*** Begin section ***

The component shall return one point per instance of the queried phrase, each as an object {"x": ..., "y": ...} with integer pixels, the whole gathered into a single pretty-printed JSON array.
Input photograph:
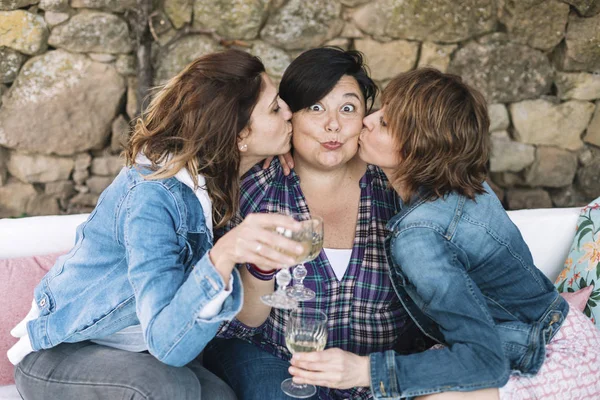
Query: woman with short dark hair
[
  {"x": 329, "y": 92},
  {"x": 127, "y": 311},
  {"x": 460, "y": 266}
]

*** End section ***

_Problem to work on_
Quote the records above in full, dropping each picture.

_Output for this exercise_
The component shall return one point per instance of the queried phrase, each as an object {"x": ..., "y": ...} with integer pixels, the whole gathered into a single pretty-printed JSON array.
Input photograph:
Query: woman with short dark hair
[
  {"x": 329, "y": 92},
  {"x": 127, "y": 311},
  {"x": 460, "y": 266}
]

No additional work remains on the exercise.